-- BEGIN Dataset rows --

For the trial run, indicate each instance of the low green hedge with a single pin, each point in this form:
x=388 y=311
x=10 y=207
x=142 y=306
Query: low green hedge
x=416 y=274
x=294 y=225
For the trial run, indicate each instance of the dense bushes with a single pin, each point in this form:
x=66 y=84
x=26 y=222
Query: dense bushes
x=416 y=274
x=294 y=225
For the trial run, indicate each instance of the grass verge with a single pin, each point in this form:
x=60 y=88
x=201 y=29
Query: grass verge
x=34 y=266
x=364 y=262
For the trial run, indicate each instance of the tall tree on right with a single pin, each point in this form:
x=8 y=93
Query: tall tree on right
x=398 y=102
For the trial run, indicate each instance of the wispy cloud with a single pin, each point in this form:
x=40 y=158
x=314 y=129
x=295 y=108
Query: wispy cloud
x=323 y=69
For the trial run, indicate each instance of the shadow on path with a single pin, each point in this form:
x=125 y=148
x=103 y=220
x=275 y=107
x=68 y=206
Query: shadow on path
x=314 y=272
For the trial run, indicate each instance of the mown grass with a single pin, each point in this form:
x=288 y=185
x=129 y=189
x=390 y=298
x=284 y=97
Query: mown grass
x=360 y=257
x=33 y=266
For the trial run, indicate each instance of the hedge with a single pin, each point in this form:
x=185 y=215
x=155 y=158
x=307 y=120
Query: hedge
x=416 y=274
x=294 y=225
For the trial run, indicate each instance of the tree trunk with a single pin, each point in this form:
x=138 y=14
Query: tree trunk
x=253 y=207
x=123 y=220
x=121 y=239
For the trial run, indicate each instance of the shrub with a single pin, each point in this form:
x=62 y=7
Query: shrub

-- END Dataset rows --

**The problem**
Recast the records from the line with "For the trial run, indicate each instance of the tall" up to and including the line with "x=314 y=272" as a Markdown table with the columns n and Line, one numbered row per line, with blank lines omitted.

**Output for this exercise**
| n | Line |
|---|---|
| 1 | For the trial run, indicate each instance of the tall tree on right with a single pin, each point in this form: |
| 2 | x=8 y=93 |
| 3 | Query: tall tree on right |
| 4 | x=398 y=102 |
| 5 | For the trial run, indicate each instance of the wispy cloud with a single pin, each point in this form: |
| 6 | x=40 y=158 |
| 7 | x=314 y=129 |
| 8 | x=295 y=108 |
| 9 | Query: wispy cloud |
| 10 | x=323 y=69 |
| 11 | For the trial run, indicate each instance of the shadow on path with a single pin, each point in this form: |
| 12 | x=125 y=148 |
| 13 | x=103 y=220 |
| 14 | x=275 y=107 |
| 15 | x=68 y=206 |
| 16 | Query: shadow on path |
| 17 | x=314 y=272 |